━━━━━ SUPPLIED RECORDS ━━━━━

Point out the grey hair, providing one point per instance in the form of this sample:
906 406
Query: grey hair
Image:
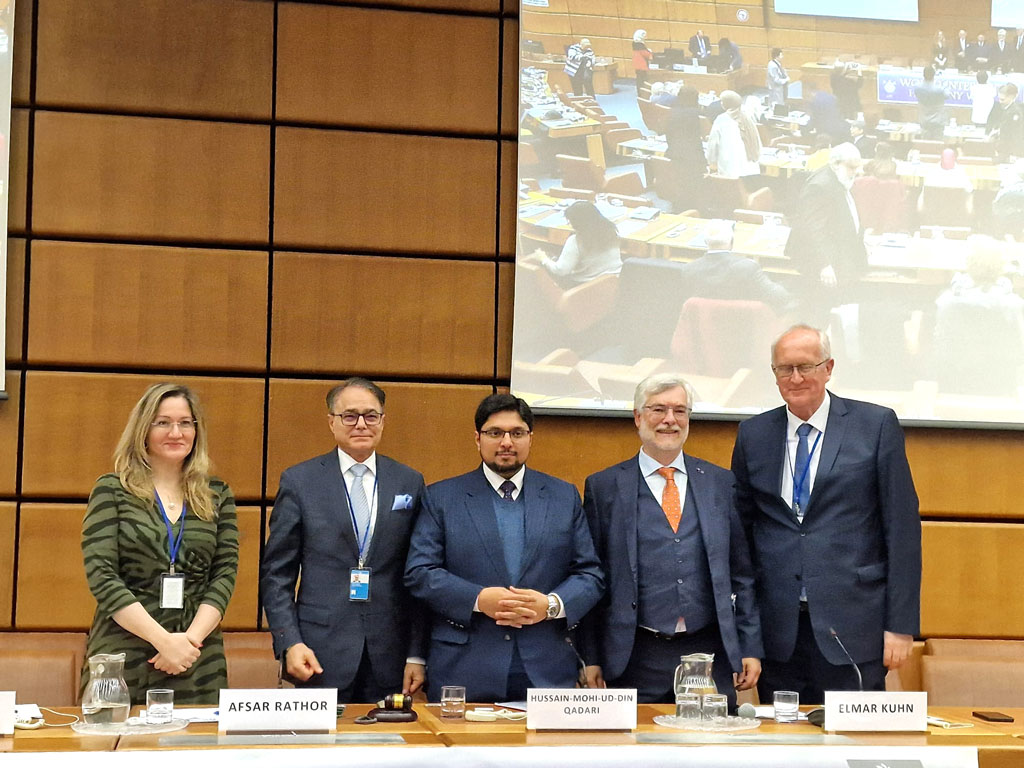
823 343
660 383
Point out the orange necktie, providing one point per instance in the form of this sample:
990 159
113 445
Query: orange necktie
670 499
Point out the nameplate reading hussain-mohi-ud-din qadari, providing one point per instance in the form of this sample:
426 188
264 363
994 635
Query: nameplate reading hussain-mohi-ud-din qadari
271 710
582 709
876 711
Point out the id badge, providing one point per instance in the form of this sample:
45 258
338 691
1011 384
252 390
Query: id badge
172 590
358 584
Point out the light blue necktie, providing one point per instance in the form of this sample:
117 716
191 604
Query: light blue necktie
360 507
801 472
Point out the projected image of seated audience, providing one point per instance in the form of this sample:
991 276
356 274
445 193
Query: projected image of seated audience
689 188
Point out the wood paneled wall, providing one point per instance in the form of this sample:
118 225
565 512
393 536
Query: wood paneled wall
259 198
610 24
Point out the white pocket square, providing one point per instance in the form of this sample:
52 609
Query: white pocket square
401 501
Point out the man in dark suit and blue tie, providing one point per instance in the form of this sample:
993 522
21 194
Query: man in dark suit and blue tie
342 521
678 565
504 559
824 489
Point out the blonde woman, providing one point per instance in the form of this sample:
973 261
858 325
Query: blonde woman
161 546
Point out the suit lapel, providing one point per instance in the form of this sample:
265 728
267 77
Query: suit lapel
337 500
480 509
537 516
629 495
704 493
385 520
832 440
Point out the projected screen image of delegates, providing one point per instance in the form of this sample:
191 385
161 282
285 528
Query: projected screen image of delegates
690 188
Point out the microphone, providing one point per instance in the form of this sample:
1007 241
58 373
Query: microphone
860 680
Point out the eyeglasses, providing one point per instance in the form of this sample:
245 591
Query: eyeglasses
165 425
350 418
498 434
805 370
659 412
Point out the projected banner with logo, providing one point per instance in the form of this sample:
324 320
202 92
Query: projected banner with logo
897 85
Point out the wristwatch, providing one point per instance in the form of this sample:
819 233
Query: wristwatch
553 606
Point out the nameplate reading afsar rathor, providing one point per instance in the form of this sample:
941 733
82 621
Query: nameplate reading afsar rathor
278 710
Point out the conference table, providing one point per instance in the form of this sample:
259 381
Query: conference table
458 742
893 259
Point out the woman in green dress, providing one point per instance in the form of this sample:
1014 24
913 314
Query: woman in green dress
161 546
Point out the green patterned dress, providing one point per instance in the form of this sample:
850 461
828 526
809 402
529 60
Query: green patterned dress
124 542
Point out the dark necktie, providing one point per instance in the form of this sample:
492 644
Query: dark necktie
801 471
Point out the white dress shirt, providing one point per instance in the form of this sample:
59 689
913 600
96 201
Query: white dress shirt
817 421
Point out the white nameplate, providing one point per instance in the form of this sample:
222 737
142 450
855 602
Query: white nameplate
278 710
582 709
6 712
876 711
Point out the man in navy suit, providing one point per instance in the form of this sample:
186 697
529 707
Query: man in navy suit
343 521
678 565
824 491
504 559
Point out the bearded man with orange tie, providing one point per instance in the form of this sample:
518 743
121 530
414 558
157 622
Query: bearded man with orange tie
679 572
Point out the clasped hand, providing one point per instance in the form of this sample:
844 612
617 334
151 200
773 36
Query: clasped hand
513 606
176 654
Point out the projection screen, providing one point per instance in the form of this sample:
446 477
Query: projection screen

━━━━━

WORK ORDER
Show the lines of the records above that mention "grey".

SOLUTION FOR THIS EXERCISE
Point out the grey hair, providing one point per instance in the form of this sample:
Query: grey hair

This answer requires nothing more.